— start of SOURCE MATERIAL —

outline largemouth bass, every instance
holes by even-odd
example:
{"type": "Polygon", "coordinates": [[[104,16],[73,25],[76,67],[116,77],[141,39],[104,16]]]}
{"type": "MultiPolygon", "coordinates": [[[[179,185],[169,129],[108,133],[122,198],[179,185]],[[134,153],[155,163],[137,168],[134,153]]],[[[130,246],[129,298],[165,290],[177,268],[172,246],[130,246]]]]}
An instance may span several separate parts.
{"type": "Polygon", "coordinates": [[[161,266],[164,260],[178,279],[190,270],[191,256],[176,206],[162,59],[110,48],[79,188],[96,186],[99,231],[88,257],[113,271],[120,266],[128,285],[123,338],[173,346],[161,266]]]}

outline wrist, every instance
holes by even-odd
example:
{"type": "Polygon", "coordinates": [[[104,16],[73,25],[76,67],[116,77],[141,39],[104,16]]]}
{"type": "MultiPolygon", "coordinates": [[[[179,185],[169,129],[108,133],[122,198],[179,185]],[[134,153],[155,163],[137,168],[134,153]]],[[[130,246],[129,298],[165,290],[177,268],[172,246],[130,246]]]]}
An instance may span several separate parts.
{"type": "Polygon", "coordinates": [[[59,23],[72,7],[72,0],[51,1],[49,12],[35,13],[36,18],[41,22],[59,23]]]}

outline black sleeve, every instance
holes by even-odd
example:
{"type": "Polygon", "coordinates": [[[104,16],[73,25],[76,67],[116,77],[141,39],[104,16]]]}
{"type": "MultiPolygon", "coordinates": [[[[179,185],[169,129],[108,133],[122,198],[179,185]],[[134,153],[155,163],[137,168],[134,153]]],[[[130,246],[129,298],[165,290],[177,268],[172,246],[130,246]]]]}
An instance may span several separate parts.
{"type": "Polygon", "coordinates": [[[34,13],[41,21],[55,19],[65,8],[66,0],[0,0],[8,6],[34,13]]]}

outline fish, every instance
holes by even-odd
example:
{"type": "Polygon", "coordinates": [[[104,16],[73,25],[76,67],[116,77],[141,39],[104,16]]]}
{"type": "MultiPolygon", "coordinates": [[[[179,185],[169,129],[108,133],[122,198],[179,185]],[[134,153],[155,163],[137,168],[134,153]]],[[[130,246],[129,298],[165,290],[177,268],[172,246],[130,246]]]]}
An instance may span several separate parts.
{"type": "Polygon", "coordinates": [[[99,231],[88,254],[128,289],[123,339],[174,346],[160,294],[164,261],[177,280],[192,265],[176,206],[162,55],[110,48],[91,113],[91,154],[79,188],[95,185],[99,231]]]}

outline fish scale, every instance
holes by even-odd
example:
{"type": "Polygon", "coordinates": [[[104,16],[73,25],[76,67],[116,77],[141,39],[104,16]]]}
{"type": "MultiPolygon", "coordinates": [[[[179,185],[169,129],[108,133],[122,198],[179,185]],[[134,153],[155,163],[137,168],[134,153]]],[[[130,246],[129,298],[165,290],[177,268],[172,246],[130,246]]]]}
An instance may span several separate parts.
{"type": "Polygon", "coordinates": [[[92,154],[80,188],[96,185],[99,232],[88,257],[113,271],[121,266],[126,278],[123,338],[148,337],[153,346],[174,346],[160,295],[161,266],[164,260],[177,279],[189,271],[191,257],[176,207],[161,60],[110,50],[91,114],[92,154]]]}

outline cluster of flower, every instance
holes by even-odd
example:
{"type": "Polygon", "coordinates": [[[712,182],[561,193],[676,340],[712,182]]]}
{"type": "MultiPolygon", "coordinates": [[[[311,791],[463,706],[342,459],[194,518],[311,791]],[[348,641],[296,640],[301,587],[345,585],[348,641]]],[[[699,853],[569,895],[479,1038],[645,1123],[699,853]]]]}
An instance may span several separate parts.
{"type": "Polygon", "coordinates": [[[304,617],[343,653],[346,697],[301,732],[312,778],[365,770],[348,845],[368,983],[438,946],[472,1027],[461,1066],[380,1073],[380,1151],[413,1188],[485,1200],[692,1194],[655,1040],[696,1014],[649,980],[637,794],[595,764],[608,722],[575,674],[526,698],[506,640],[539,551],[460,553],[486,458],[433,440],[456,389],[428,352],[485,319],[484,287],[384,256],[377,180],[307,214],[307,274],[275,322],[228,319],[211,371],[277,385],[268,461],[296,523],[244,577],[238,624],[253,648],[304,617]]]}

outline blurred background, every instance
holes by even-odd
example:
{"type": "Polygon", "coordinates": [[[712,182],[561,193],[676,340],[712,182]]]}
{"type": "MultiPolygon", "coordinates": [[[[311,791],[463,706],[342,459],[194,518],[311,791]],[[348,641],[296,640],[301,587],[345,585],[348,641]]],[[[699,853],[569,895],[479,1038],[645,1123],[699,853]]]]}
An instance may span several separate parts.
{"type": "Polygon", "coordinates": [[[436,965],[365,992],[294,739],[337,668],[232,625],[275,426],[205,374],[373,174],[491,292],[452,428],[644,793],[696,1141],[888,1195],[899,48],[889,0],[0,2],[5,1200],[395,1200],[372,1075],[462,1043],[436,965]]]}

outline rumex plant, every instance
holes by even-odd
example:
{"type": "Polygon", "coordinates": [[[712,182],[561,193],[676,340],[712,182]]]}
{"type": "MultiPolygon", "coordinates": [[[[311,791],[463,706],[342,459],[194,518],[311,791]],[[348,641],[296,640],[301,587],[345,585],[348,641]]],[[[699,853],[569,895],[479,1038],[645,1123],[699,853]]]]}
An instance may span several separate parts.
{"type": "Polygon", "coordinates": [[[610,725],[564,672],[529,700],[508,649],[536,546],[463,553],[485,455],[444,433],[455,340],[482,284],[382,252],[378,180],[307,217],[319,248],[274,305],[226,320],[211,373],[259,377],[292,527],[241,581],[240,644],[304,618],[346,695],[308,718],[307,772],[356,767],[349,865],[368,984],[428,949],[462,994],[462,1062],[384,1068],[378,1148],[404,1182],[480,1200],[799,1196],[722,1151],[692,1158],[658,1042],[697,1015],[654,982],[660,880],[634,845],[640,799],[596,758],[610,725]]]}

— end of SOURCE MATERIAL —

▸ THE EXERCISE
Copy every row above verbatim, from the first through the last, without changing anything.

▸ TASK OUTPUT
outline largemouth bass, every instance
holes by even-odd
example:
{"type": "Polygon", "coordinates": [[[104,16],[73,25],[76,67],[116,77],[141,39],[104,16]]]}
{"type": "MultiPolygon", "coordinates": [[[[179,185],[169,129],[108,133],[122,198],[179,185]],[[134,153],[155,163],[137,168],[134,153]]],[[[130,246],[129,298],[165,290],[177,268],[172,246],[130,246]]]]}
An instance may span several separate parts.
{"type": "Polygon", "coordinates": [[[161,266],[164,260],[178,279],[190,270],[191,256],[176,206],[162,59],[110,48],[79,188],[96,186],[99,231],[88,257],[113,271],[120,266],[128,285],[123,338],[173,346],[161,266]]]}

outline wrist, every instance
holes by even-odd
example:
{"type": "Polygon", "coordinates": [[[104,16],[73,25],[76,67],[116,77],[141,39],[104,16]]]}
{"type": "MultiPolygon", "coordinates": [[[[179,185],[169,129],[108,133],[122,198],[179,185]],[[134,153],[155,163],[137,168],[134,153]]],[[[130,246],[129,298],[165,290],[177,268],[172,246],[130,246]]]]}
An instance may span several separate parts.
{"type": "Polygon", "coordinates": [[[59,23],[72,7],[72,0],[51,1],[49,12],[35,13],[36,18],[41,22],[59,23]]]}

outline black sleeve, every instance
holes by even-odd
example:
{"type": "Polygon", "coordinates": [[[104,16],[73,25],[76,67],[116,77],[141,39],[104,16]]]}
{"type": "MultiPolygon", "coordinates": [[[[179,185],[169,129],[108,133],[122,198],[179,185]],[[134,153],[155,163],[137,168],[134,153]]],[[[130,246],[129,298],[165,290],[177,268],[172,246],[130,246]]]]}
An instance may span several separate parts.
{"type": "Polygon", "coordinates": [[[34,13],[41,21],[55,19],[65,8],[66,0],[0,0],[8,6],[34,13]]]}

outline fish, every instance
holes by even-odd
example:
{"type": "Polygon", "coordinates": [[[104,16],[73,25],[76,67],[116,77],[141,39],[104,16]]]}
{"type": "MultiPolygon", "coordinates": [[[[179,185],[169,129],[108,133],[122,198],[179,185]],[[134,153],[155,163],[137,168],[134,153]]],[[[130,246],[129,298],[165,290],[177,268],[172,246],[130,246]]]]}
An instance may span several separate parts.
{"type": "Polygon", "coordinates": [[[99,231],[88,254],[128,289],[123,339],[174,346],[160,294],[164,261],[177,280],[192,265],[176,206],[162,55],[110,48],[91,113],[91,154],[79,188],[95,185],[99,231]]]}

outline fish scale, every instance
holes by even-odd
example:
{"type": "Polygon", "coordinates": [[[104,16],[73,25],[76,67],[116,77],[141,39],[104,16]]]}
{"type": "MultiPolygon", "coordinates": [[[[179,185],[169,129],[108,133],[122,198],[179,185]],[[134,153],[155,163],[137,168],[134,153]]],[[[130,246],[129,298],[165,290],[177,268],[172,246],[130,246]]]]}
An instance may span several separate parts.
{"type": "Polygon", "coordinates": [[[92,154],[80,188],[96,185],[99,232],[88,257],[113,271],[121,266],[126,278],[123,338],[148,337],[153,346],[174,346],[160,295],[161,266],[164,260],[177,279],[189,271],[191,257],[176,207],[161,60],[110,50],[91,114],[92,154]]]}

outline cluster of flower, every instance
holes by even-odd
example:
{"type": "Polygon", "coordinates": [[[712,182],[561,193],[676,340],[712,182]]]}
{"type": "MultiPolygon", "coordinates": [[[[311,791],[463,706],[342,459],[194,518],[311,791]],[[348,641],[296,640],[301,587],[345,585],[348,641]]],[[[699,853],[569,895],[479,1038],[645,1123],[699,853]]]]}
An instance may span several separate parts.
{"type": "Polygon", "coordinates": [[[304,617],[343,653],[346,697],[301,732],[312,778],[365,770],[348,845],[368,983],[438,946],[472,1027],[461,1066],[380,1073],[380,1151],[413,1188],[485,1200],[692,1194],[655,1040],[696,1014],[649,980],[637,794],[595,764],[608,722],[575,674],[526,698],[506,640],[539,551],[460,553],[486,458],[433,440],[456,389],[428,352],[485,319],[484,287],[384,256],[377,180],[307,214],[307,274],[275,322],[228,319],[211,371],[277,385],[268,461],[296,523],[244,577],[238,624],[253,648],[304,617]]]}

outline blurred background, every instance
holes by even-odd
example:
{"type": "Polygon", "coordinates": [[[712,182],[561,193],[676,340],[712,182]]]}
{"type": "MultiPolygon", "coordinates": [[[[311,791],[463,706],[342,459],[194,518],[311,791]],[[348,641],[296,640],[301,587],[345,585],[348,641]]],[[[699,853],[569,895],[479,1038],[645,1123],[699,853]]]]}
An instance may span several separate parts.
{"type": "Polygon", "coordinates": [[[436,965],[365,992],[294,739],[337,668],[232,625],[275,426],[205,374],[373,174],[491,292],[452,428],[644,793],[696,1141],[888,1195],[899,48],[889,0],[0,2],[5,1200],[395,1200],[372,1075],[462,1043],[436,965]]]}

outline rumex plant, every instance
holes by even-odd
example:
{"type": "Polygon", "coordinates": [[[712,182],[561,193],[676,340],[712,182]]]}
{"type": "MultiPolygon", "coordinates": [[[[311,791],[463,706],[342,459],[194,518],[311,791]],[[348,641],[296,640],[301,587],[345,585],[348,641]]],[[[699,853],[569,895],[479,1038],[645,1123],[699,853]]]]}
An instance may span several separate parts.
{"type": "Polygon", "coordinates": [[[610,725],[564,672],[529,700],[508,649],[536,546],[463,553],[485,455],[444,433],[455,340],[482,284],[382,252],[378,180],[307,217],[319,248],[274,305],[226,320],[211,373],[259,377],[292,527],[241,581],[240,644],[304,618],[346,695],[308,718],[307,772],[356,767],[349,865],[368,984],[428,949],[462,994],[462,1062],[384,1068],[378,1148],[404,1182],[480,1200],[799,1196],[722,1151],[692,1158],[658,1042],[697,1015],[654,982],[660,880],[634,845],[640,799],[596,758],[610,725]]]}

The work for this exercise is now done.